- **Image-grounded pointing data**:
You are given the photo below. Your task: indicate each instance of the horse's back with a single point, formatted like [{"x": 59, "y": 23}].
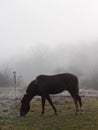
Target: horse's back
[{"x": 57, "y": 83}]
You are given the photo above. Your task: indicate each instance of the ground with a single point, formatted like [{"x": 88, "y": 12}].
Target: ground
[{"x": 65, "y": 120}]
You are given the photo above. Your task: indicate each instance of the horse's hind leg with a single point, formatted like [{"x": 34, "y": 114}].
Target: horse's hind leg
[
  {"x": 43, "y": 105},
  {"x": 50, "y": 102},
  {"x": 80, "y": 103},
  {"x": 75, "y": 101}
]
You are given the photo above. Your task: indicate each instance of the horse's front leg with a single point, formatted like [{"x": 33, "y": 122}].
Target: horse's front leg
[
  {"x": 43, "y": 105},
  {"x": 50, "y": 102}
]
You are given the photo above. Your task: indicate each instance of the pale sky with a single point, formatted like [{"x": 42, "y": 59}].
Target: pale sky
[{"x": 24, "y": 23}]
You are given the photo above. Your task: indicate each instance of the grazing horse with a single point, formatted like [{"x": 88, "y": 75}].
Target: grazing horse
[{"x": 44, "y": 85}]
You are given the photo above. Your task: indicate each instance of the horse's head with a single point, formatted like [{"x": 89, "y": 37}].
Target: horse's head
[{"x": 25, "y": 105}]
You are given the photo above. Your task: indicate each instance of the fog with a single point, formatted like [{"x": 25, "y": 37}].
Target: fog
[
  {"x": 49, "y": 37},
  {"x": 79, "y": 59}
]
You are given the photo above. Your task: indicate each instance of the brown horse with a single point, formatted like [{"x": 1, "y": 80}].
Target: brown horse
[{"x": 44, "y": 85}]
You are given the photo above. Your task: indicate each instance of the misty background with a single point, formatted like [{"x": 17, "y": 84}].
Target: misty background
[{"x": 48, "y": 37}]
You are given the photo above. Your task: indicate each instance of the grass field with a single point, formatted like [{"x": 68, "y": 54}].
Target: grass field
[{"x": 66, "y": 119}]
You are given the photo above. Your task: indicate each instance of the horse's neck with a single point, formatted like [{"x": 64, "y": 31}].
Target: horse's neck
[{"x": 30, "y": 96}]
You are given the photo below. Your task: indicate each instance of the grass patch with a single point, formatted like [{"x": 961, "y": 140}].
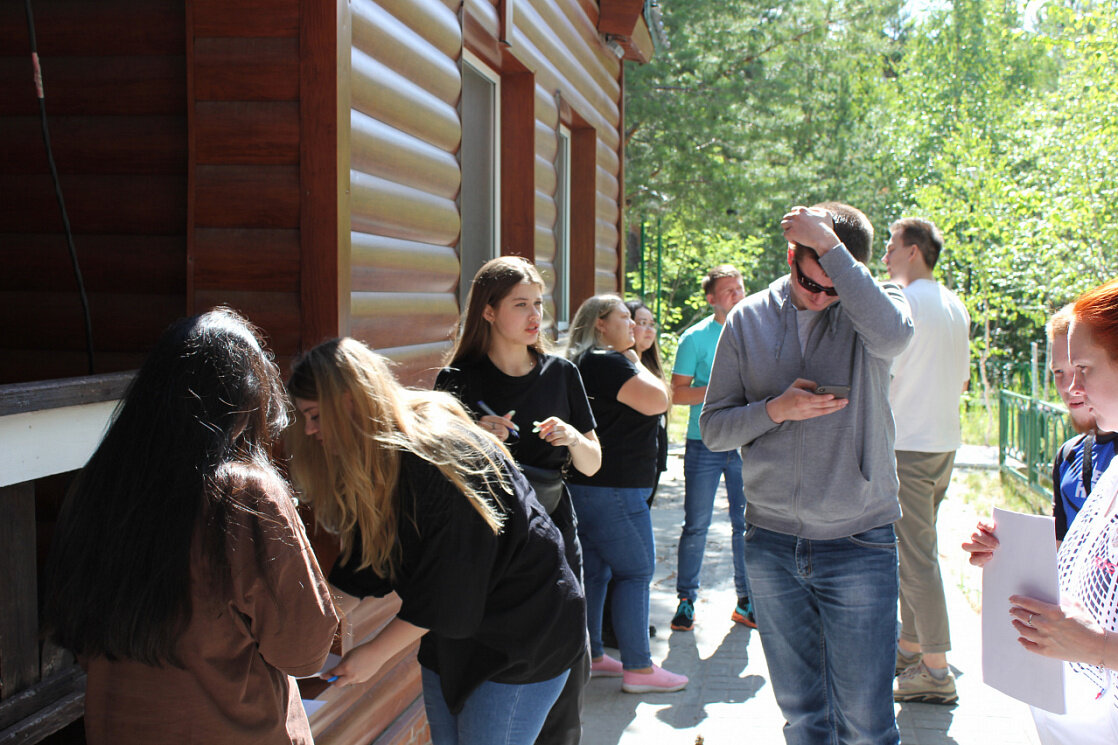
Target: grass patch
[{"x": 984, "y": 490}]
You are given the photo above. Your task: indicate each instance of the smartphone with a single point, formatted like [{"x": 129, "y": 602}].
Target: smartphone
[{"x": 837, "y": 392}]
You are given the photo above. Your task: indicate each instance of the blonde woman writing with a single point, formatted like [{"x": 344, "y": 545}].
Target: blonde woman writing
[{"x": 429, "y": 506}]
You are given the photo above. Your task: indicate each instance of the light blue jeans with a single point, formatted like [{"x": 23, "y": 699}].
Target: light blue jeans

- **WHAT YOU HAVE TO DO**: Output the records above exactly as written, but leave out the pictures.

- **ANSWER TO THIS EXERCISE**:
You are given the photo below. Your task: indicate each instance of the horse's back with a single point, formatted like [{"x": 59, "y": 23}].
Target: horse's back
[{"x": 57, "y": 83}]
You are given the photo above. Your task: indicate each instance of the ground with a single point, formatted like [{"x": 88, "y": 12}].
Target: ground
[{"x": 65, "y": 120}]
You are given the photo above. Your task: indicate each instance of the horse's hind leg with a single point, formatted like [{"x": 34, "y": 114}].
Target: horse's hind leg
[
  {"x": 43, "y": 105},
  {"x": 50, "y": 102},
  {"x": 80, "y": 103},
  {"x": 75, "y": 101}
]
You are given the photo above. Your task: indicate each instance of the horse's front leg with a single point, formatted like [{"x": 33, "y": 122}].
Target: horse's front leg
[
  {"x": 43, "y": 105},
  {"x": 50, "y": 102}
]
You are given the photo above. Your task: indicate each instance of the pale sky with a single point, formatted like [{"x": 42, "y": 59}].
Target: pale sky
[{"x": 24, "y": 23}]
You are given the photo above. Your task: indicate each instance of the grazing horse with a single point, formatted like [{"x": 88, "y": 75}].
Target: grazing horse
[{"x": 44, "y": 85}]
You are given the photo above. Your task: indicate each instance of the horse's head with a single point, formatted like [{"x": 89, "y": 37}].
Target: horse's head
[{"x": 25, "y": 105}]
You are given the photo above. Your task: indicate each instance of the fog with a single point, formatted like [{"x": 25, "y": 37}].
Target: fog
[
  {"x": 49, "y": 37},
  {"x": 79, "y": 59}
]
You are given the photo above. Your task: indicate each instance of the brown horse with a single point, formatted like [{"x": 1, "y": 80}].
Target: brown horse
[{"x": 44, "y": 85}]
You are given the photo above. Your task: indicate each instance of the misty background with a single point, formatted like [{"x": 17, "y": 84}].
Target: misty background
[{"x": 48, "y": 37}]
You are given the photo above. Your task: indicate each instance of the grass field with a single point, formatted like [{"x": 68, "y": 54}].
Target: grass field
[{"x": 66, "y": 119}]
You are given the photo above. Your task: indicate each instance of the horse's neck with a single point, formatted like [{"x": 64, "y": 31}].
Target: horse's neck
[{"x": 30, "y": 96}]
You are given the photo below. Your task: indicate each instance of the grass patch with a single point, formatted like [{"x": 961, "y": 140}].
Target: grass patch
[{"x": 984, "y": 490}]
You are given the photo above. Your task: indicate each instance of the smartphone with a single point, formatted like [{"x": 129, "y": 602}].
Target: smartphone
[{"x": 837, "y": 392}]
You are given the photo above. Your task: indicate each instance of the blonde woman writing with a single point, formatted like [{"x": 344, "y": 545}].
Target: blonde woman writing
[{"x": 429, "y": 506}]
You are given the photo above. Your task: indicate each instance of the light blue jeans with a single point, formatted like [{"x": 23, "y": 699}].
Target: light blue jeans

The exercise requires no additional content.